Verilen metin
===

O, on iki yaşındayken onun bir ismi vardı, açıkça yazılabilen bir ismi.
İsmini on iki yaşındayken kaybetti.
Sekiz yıldır artık N.Ç. olarak bahsediliyor ondan.
Kimse bir kız çocuğunun adını kaybetmesini yadırgamıyor.
Hayatın içinde bir “rumuza” dönmesine şaşırmıyor.
Her şeyi bir yana bırakın sadece bir çocuğun “adını çalmak” bile çok ağır bir suçtur bence, sırf bunun için bile buna sebep olanlar ağır cezalara çarptırılmalıdır.
Ama çarptırılmazlar.
Üstelik adını değil her şeyini çalarlar çocuğun ve gene de kolayca sıyrılırlar işin içinden.
Yıllarca önce Adana’da küçük bir çocuğun başına da aynı şey gelmişti.
Gene yazmıştım.
Sonra mahkûm oldum hakaretten.
Sanıkların hemen hepsi “devlet görevlisiydi” ve her şeyin beş altı yaşındaki çocuğun “kendi isteğiyle olduğu” söylenmişti.

===

İstenen görevler
(a) Verilen metinde "O, on iki yaşındayken" ile "Gene yazmıştım." arasındaki bölümü, iki uç da dahil olmak üzere birebir kopyalayın.
(b) Verilen metne göre kızdan sekiz yıldır hangi adla bahsediliyor?
(c) N.Ç.'nin adını kaybetmesini anlatan yazıyı son cümlesinden sonra sürdürün.

Sağlanan veriler
===

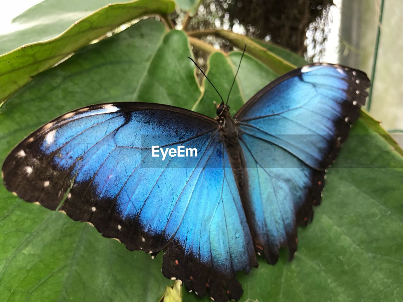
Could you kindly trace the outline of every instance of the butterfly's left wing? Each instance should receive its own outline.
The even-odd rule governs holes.
[[[158,104],[95,105],[40,128],[2,167],[9,190],[87,221],[129,249],[165,251],[166,277],[216,301],[239,299],[256,256],[216,122]],[[153,156],[183,145],[197,156]],[[172,153],[172,154],[174,153]],[[154,154],[154,155],[156,154]],[[184,155],[182,153],[182,155]],[[35,217],[32,217],[35,219]]]
[[[364,72],[339,65],[295,69],[258,92],[235,115],[247,183],[243,203],[257,250],[271,263],[297,248],[296,226],[312,218],[336,158],[365,102]]]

===

Sıralı sonuçlar
(a)
O, on iki yaşındayken onun bir ismi vardı, açıkça yazılabilen bir ismi.
İsmini on iki yaşındayken kaybetti.
Sekiz yıldır artık N.Ç. olarak bahsediliyor ondan.
Kimse bir kız çocuğunun adını kaybetmesini yadırgamıyor.
Hayatın içinde bir “rumuza” dönmesine şaşırmıyor.
Her şeyi bir yana bırakın sadece bir çocuğun “adını çalmak” bile çok ağır bir suçtur bence, sırf bunun için bile buna sebep olanlar ağır cezalara çarptırılmalıdır.
Ama çarptırılmazlar.
Üstelik adını değil her şeyini çalarlar çocuğun ve gene de kolayca sıyrılırlar işin içinden.
Yıllarca önce Adana’da küçük bir çocuğun başına da aynı şey gelmişti.
Gene yazmıştım.

(b) N.Ç. olarak bahsediliyor.

(c)
N.Ç’nin sırayla ırzına geçen yirmiden fazla erkek de, “kızın her şeyin farkında olduğu” gerekçesiyle en alt sınırdan cezalandırıldılar.
Yargıtay da onayladı bu anlayışı.
Hukukumuz, şehrin ileri gelenlerinin “her şeyin farkında” olan çocukların ırzına geçmesine cevaz veriyor.
Bir ülkenin hukuku, sahipsiz çocukları değil de onların ırzına geçenleri korursa, o çocukları kim koruyacak?
Kime sığınacak o çocuklar?
Küçücük yoksul çocukları bulup onları “devlet görevlilerine” pazarlayanlar kimden korkacak?